** PROBLEM STATEMENT **
Print the entries below word for word; the pictures stay out of your copy.
[START OF RECORD SET]
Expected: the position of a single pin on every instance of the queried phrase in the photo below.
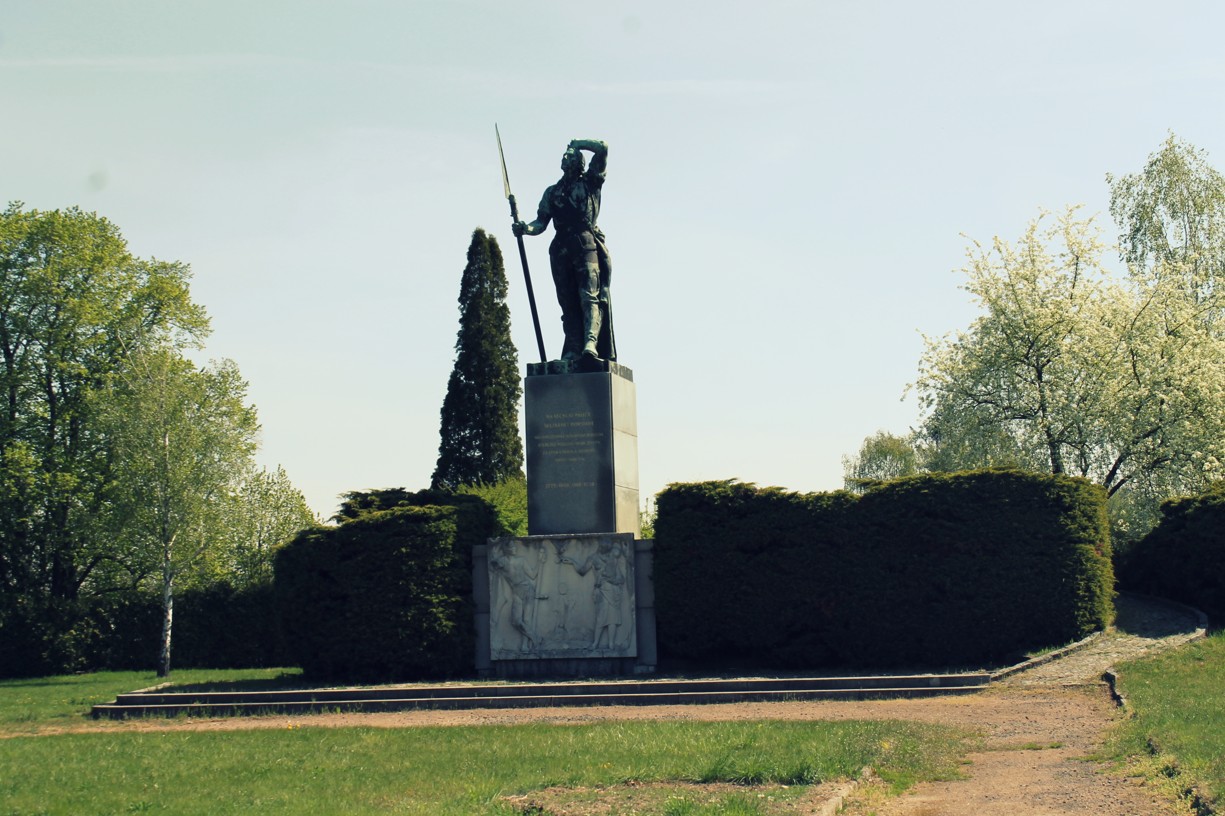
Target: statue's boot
(592, 320)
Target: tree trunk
(163, 665)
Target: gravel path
(1036, 727)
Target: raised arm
(598, 150)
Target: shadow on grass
(1144, 618)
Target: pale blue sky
(788, 189)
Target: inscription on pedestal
(582, 453)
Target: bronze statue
(582, 268)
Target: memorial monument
(573, 597)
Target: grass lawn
(435, 771)
(1179, 703)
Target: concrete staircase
(159, 702)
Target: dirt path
(1036, 727)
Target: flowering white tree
(1072, 371)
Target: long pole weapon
(523, 255)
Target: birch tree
(184, 439)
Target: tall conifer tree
(480, 434)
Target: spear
(523, 255)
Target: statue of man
(582, 268)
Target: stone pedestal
(575, 597)
(565, 605)
(582, 451)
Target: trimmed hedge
(1183, 556)
(935, 569)
(387, 594)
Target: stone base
(564, 605)
(582, 451)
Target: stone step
(156, 702)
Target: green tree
(265, 513)
(72, 302)
(881, 457)
(479, 431)
(184, 440)
(1171, 217)
(1071, 371)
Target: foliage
(93, 377)
(881, 457)
(1177, 728)
(1068, 371)
(74, 303)
(1183, 558)
(934, 570)
(429, 771)
(183, 440)
(265, 515)
(510, 501)
(387, 594)
(1171, 217)
(479, 431)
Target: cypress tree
(480, 433)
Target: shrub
(1183, 558)
(386, 594)
(948, 569)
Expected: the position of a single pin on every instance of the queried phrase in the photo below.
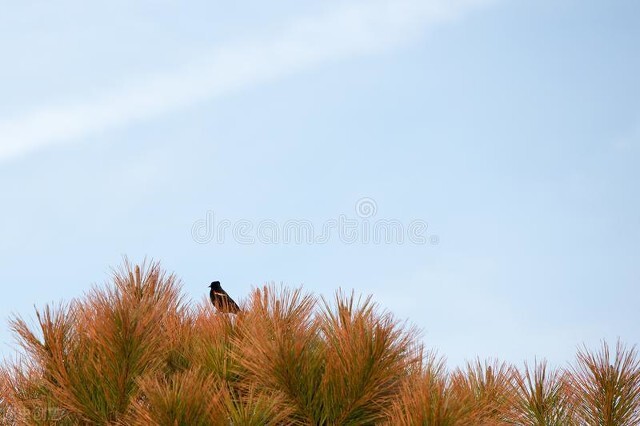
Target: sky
(471, 164)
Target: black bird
(221, 299)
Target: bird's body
(221, 300)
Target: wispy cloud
(353, 29)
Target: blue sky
(511, 127)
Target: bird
(221, 300)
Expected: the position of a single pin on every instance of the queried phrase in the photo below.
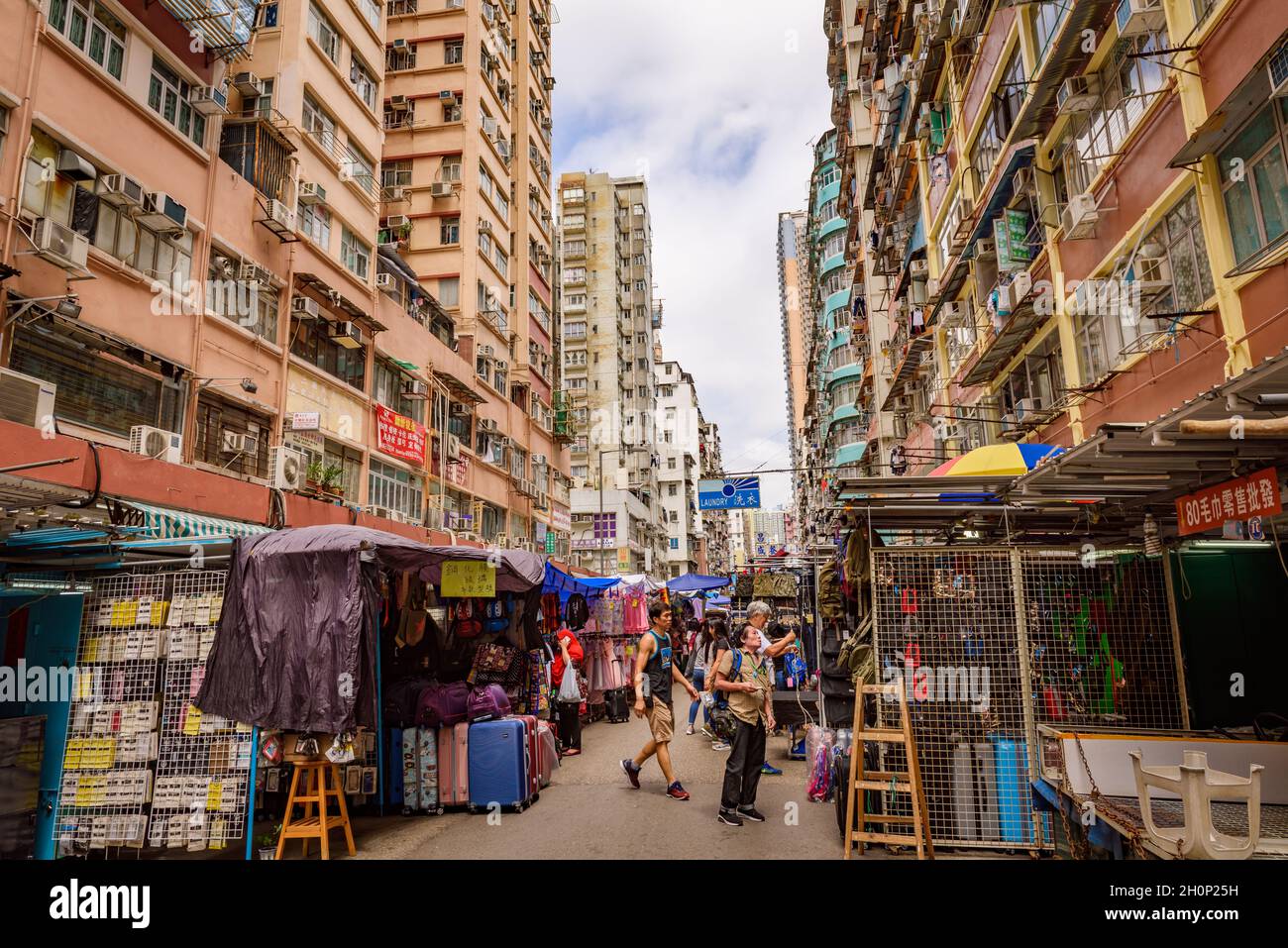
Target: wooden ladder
(857, 819)
(316, 793)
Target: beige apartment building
(202, 263)
(610, 321)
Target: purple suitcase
(488, 702)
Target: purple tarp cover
(296, 642)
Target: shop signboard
(469, 579)
(1256, 494)
(729, 493)
(399, 436)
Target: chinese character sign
(1256, 494)
(399, 437)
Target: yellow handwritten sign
(469, 579)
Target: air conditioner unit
(160, 210)
(250, 272)
(347, 334)
(156, 443)
(248, 84)
(120, 191)
(282, 214)
(287, 467)
(312, 193)
(1080, 218)
(1278, 69)
(1078, 94)
(25, 399)
(1140, 17)
(209, 99)
(239, 443)
(59, 245)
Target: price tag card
(469, 579)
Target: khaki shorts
(660, 721)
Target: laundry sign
(469, 579)
(1256, 494)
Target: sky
(716, 102)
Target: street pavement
(591, 811)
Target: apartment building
(468, 206)
(610, 320)
(217, 278)
(1060, 215)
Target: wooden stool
(316, 793)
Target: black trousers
(742, 771)
(570, 724)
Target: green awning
(165, 523)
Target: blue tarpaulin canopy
(696, 582)
(565, 583)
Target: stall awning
(165, 523)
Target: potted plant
(268, 843)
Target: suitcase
(548, 753)
(498, 766)
(529, 732)
(454, 772)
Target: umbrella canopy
(993, 460)
(696, 582)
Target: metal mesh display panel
(1100, 640)
(945, 626)
(204, 766)
(112, 725)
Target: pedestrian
(702, 655)
(655, 673)
(567, 662)
(743, 677)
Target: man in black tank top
(655, 672)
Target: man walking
(655, 673)
(743, 675)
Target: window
(450, 231)
(310, 342)
(217, 417)
(314, 222)
(250, 307)
(167, 95)
(395, 488)
(1257, 204)
(355, 254)
(93, 30)
(362, 78)
(325, 34)
(107, 391)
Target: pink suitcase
(529, 732)
(454, 766)
(548, 753)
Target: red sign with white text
(1256, 494)
(399, 436)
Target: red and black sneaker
(632, 773)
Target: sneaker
(632, 773)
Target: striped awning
(165, 523)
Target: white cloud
(717, 102)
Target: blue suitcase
(498, 764)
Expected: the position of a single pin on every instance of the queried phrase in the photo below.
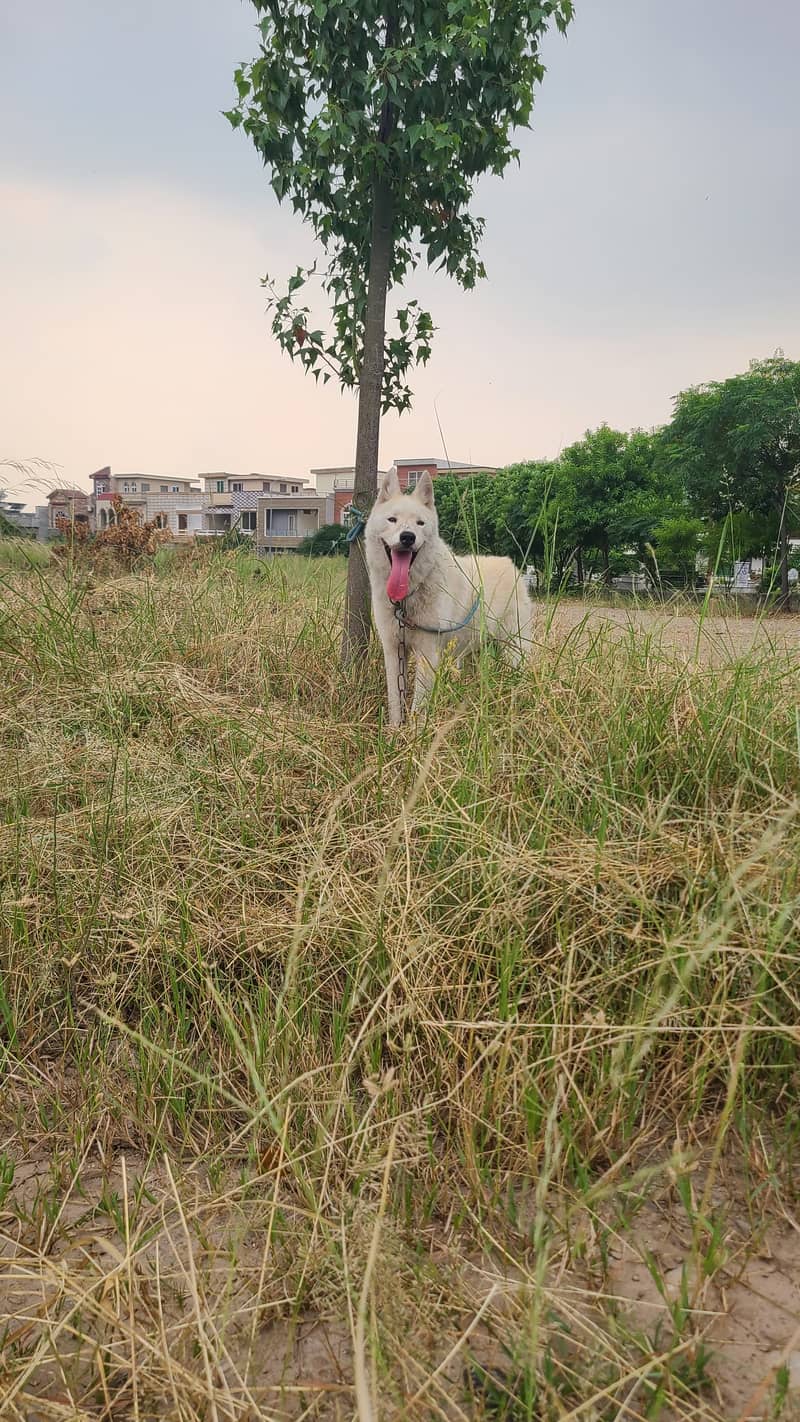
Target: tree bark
(783, 553)
(370, 393)
(355, 637)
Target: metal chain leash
(400, 615)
[END OF RECORD SET]
** SOLUTION FOR THIS TASK **
Expected: the position of a single pin on every instance of the queried phrase in the photo below.
Target: statue's boot
(592, 320)
Target: tree trunk
(163, 665)
Target: gravel path
(1036, 727)
Target: raised arm
(598, 150)
Target: shadow on grass
(1144, 618)
Target: pale blue sky
(788, 189)
Target: inscription on pedestal
(582, 453)
Target: bronze statue
(582, 268)
Target: memorial monument
(573, 597)
Target: grass lawn
(435, 771)
(1179, 703)
Target: concrete staircase
(159, 702)
Target: dirt path
(1036, 727)
Target: flowering white tree
(1072, 371)
Target: long pole weapon
(523, 255)
Target: birch tree
(184, 439)
Target: tall conifer tree
(480, 434)
Target: spear
(523, 255)
Target: statue of man
(582, 268)
Target: stone pedestal
(575, 597)
(565, 605)
(582, 451)
Target: trimmed hedge
(1183, 556)
(935, 569)
(387, 594)
Target: stone base
(564, 605)
(582, 451)
Target: stone step
(156, 702)
Target: green tree
(265, 513)
(72, 302)
(881, 457)
(479, 431)
(184, 440)
(1171, 217)
(1071, 371)
Target: foliage
(93, 377)
(881, 457)
(1177, 728)
(1068, 371)
(74, 303)
(1183, 558)
(934, 570)
(429, 771)
(183, 440)
(265, 515)
(510, 501)
(387, 594)
(1171, 217)
(479, 431)
Target: cypress tree
(480, 433)
Target: shrub
(1183, 558)
(386, 594)
(948, 569)
Expected: the position of a single pin on every instance of the queried phrase in the photo below.
Target: sky
(471, 164)
Target: black bird
(221, 299)
Target: bird's body
(221, 300)
Target: wispy cloud
(353, 29)
Target: blue sky
(511, 127)
Target: bird
(221, 300)
Expected: the position of a single pin on every instance of the queried phrase in the photo below.
Target: wooden ladder
(857, 819)
(316, 793)
Target: beige apartment building
(202, 263)
(610, 321)
Target: purple suitcase
(488, 702)
Target: purple tarp cover
(296, 642)
Target: shop signboard
(469, 579)
(1256, 494)
(729, 493)
(399, 436)
Target: chinese character sign
(1256, 494)
(399, 437)
Target: yellow handwritten sign
(469, 579)
Target: air conditioner unit
(160, 210)
(250, 272)
(347, 334)
(156, 443)
(248, 84)
(120, 191)
(282, 214)
(287, 467)
(312, 193)
(1080, 218)
(1278, 69)
(1078, 94)
(25, 399)
(1140, 17)
(209, 99)
(239, 443)
(59, 245)
Target: price tag card
(469, 579)
Target: khaki shorts
(660, 721)
Target: laundry sign
(469, 579)
(1256, 494)
Target: sky
(716, 102)
Target: street pavement
(591, 811)
Target: apartment building
(468, 206)
(610, 320)
(217, 278)
(1060, 215)
Target: wooden stool
(316, 793)
Target: black trousers
(742, 771)
(570, 724)
Target: green awning
(165, 523)
Target: blue tarpaulin canopy
(696, 582)
(565, 583)
Target: stall awning
(165, 523)
Target: potted plant
(268, 843)
Target: suitcase
(548, 753)
(498, 766)
(529, 732)
(454, 772)
Target: umbrella canopy
(993, 460)
(696, 582)
Target: metal mesh display panel
(1100, 640)
(945, 626)
(204, 766)
(112, 725)
Target: pedestrian
(702, 655)
(655, 673)
(567, 662)
(743, 677)
Target: man in black tank top
(655, 672)
Target: man walking
(655, 673)
(743, 675)
Target: window
(450, 231)
(310, 342)
(217, 417)
(314, 222)
(250, 307)
(167, 95)
(395, 488)
(1257, 204)
(355, 254)
(93, 30)
(362, 78)
(325, 34)
(107, 391)
Target: pink suitcase
(529, 732)
(454, 766)
(548, 753)
Target: red sign with white text
(1256, 494)
(399, 436)
Target: red and black sneaker
(632, 773)
Target: sneaker
(632, 773)
Target: striped awning
(165, 523)
Target: white cloud
(717, 102)
Target: blue suitcase
(498, 764)
Expected: the position of a single pin on every instance of the queried phrase in the photo below.
Target: tree bark
(783, 553)
(370, 393)
(355, 637)
Target: metal chain leash
(400, 615)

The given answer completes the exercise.